**What you need to do**
• 1. Summarize the article on the UvA's 391st dies natalis in two sentences.
• 2. Carry on writing the article on the UvA's 391st dies natalis from the point where it stops.

The UvA’s 391st dies natalis was celebrated yesterday afternoon in the UvA’s auditorium, including the annual dies speech and the presentation of two honorary doctorates. The transfer of the rectorship also took place. Peter-Paul Verbeek is now also the formal rector magnificus of the UvA.
With the transfer of the rectorship, the UvA now also formally has a rector magnificus again, after Karen Maex stepped down last summer and returned to Leuven. As of yesterday afternoon, Verbeek is now also officially her successor, having already started in his new position on October 1st. College president Geert ten Dam has been serving as acting rector since then and was therefore the one who hung the rector’s chain around him, pronouncing the Latin maxim Salve Rector Magnifice, iterum iterumque Salve! (“Welcome, rector magnificus, welcome and welcome again.”). And with that, the rectorship of Verbeek, who hails from the University of Twente, then officially began.
Cash register
Verbeek immediately delivered the opening remarks at the meeting, reflecting on the university of the 21st century. That university - and its culture - will look very different from the university we are used to, according to him. The pandemic, he said, contributed significantly to that. “Covid has changed the context of the university,” he said. For a long time, the university revolved “around skill, knowledge and the cash register,” Verbeek said, but the era of the “entrepreneurial university,” long the motto of memorable university-goers at the University of Twente, is over as a result of the pandemic, but also, for example, because of the climate crisis.

**Entries shown**

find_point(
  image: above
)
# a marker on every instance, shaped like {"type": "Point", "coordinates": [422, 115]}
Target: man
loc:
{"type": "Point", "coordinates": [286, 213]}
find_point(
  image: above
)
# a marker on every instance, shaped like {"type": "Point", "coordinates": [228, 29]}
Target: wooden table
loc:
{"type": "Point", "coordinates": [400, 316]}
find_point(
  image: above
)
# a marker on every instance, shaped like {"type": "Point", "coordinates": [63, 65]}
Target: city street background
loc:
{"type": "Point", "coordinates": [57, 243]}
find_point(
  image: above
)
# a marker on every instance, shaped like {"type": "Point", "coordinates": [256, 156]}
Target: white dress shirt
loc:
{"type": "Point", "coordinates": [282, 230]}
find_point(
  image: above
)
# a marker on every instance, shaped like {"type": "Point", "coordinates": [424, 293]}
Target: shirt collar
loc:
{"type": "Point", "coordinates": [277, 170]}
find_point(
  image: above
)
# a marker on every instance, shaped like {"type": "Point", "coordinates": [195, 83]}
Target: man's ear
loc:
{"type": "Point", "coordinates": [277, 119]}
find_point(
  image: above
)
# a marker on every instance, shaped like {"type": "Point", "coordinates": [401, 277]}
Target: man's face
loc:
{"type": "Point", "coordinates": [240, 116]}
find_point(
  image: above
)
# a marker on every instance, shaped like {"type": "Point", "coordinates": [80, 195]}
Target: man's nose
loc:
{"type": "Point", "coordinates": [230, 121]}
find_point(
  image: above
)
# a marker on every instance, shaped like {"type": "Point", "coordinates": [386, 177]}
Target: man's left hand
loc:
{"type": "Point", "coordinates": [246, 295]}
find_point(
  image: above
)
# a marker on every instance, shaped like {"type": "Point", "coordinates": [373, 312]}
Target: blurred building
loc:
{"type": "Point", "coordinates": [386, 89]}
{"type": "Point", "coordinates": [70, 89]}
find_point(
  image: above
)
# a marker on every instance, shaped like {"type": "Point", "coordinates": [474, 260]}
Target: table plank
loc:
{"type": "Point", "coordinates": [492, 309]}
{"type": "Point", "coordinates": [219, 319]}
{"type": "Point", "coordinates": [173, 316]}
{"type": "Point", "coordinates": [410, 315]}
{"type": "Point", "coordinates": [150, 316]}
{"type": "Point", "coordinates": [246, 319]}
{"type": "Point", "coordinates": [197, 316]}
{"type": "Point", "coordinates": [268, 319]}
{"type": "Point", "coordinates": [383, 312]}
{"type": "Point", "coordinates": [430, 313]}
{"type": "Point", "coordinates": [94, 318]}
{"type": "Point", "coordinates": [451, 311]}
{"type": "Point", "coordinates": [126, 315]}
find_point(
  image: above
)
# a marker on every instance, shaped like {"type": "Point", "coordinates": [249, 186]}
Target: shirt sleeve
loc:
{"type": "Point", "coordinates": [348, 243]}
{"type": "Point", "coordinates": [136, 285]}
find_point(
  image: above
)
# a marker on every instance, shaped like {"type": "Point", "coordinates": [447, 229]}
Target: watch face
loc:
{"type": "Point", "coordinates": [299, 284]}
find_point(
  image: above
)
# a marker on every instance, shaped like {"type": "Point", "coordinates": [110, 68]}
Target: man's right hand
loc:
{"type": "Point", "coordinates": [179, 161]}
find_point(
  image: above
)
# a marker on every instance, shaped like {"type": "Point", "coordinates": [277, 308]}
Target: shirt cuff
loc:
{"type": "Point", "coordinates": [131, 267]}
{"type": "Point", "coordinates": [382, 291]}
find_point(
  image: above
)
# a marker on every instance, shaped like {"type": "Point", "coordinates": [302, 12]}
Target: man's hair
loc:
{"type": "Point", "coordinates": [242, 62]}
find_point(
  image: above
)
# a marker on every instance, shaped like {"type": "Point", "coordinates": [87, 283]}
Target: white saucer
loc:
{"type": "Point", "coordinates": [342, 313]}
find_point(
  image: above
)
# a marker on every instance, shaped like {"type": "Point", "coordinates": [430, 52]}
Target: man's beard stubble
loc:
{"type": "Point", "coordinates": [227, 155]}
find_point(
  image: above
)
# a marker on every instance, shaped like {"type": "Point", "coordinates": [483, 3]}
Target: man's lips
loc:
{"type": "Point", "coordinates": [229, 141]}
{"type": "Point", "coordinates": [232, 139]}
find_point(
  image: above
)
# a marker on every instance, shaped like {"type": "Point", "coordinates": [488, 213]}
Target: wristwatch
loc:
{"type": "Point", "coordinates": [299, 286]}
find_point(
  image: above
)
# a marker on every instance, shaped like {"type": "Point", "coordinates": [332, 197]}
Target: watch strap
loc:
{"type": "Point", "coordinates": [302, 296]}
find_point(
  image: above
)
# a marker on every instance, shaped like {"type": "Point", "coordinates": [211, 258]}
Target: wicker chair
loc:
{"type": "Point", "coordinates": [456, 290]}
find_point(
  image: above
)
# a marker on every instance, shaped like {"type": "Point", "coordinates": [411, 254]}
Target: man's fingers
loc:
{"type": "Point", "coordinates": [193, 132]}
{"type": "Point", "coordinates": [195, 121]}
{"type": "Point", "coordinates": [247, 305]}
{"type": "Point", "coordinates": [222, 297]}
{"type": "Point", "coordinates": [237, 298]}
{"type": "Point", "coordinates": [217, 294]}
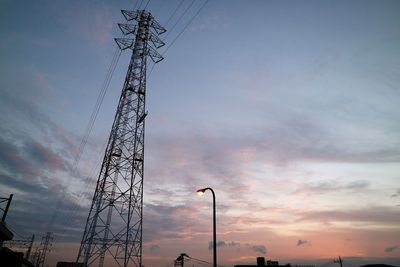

**Solved problems**
• 1. The UvA celebrated its 391st dies natalis in its auditorium with the annual dies speech, two honorary doctorates, and the transfer of the rectorship, at which acting rector Geert ten Dam hung the rector's chain around Peter-Paul Verbeek, making him formally rector magnificus as Karen Maex's successor. In his opening remarks, Verbeek said the 21st-century university will look very different from the one we are used to, arguing that the era of the "entrepreneurial university" is over because of the pandemic and the climate crisis.

• 2.
Science paradox
“What can you still be as a university, now that scientific institutions such as the RIVM and the KNMI are also producing scientific knowledge,” Verbeek wondered. “A lot, but it must be different than before,” said Verbeek. '“We must become a social university,” he said, and coined the term “science paradox” to indicate the dilemmas the university faces in doing so. “The university is traditionally value-free, neutral and independent, but will also have to be valuable, influential and involved.”
In-between spaces
To bridge these apparent contradictions, in his view, “in-between spaces” are needed that connect these contradictions. He identified four: a space where scientific and social questions are asked, a space where obstacles between disciplines and faculties are removed, a space where citizens are involved in science, and a space where students and society provide that connection. Regarding the latter, Verbeek says academic citizenship is important. “That’s the magic word we need.” How that plays out, we will see in the coming years.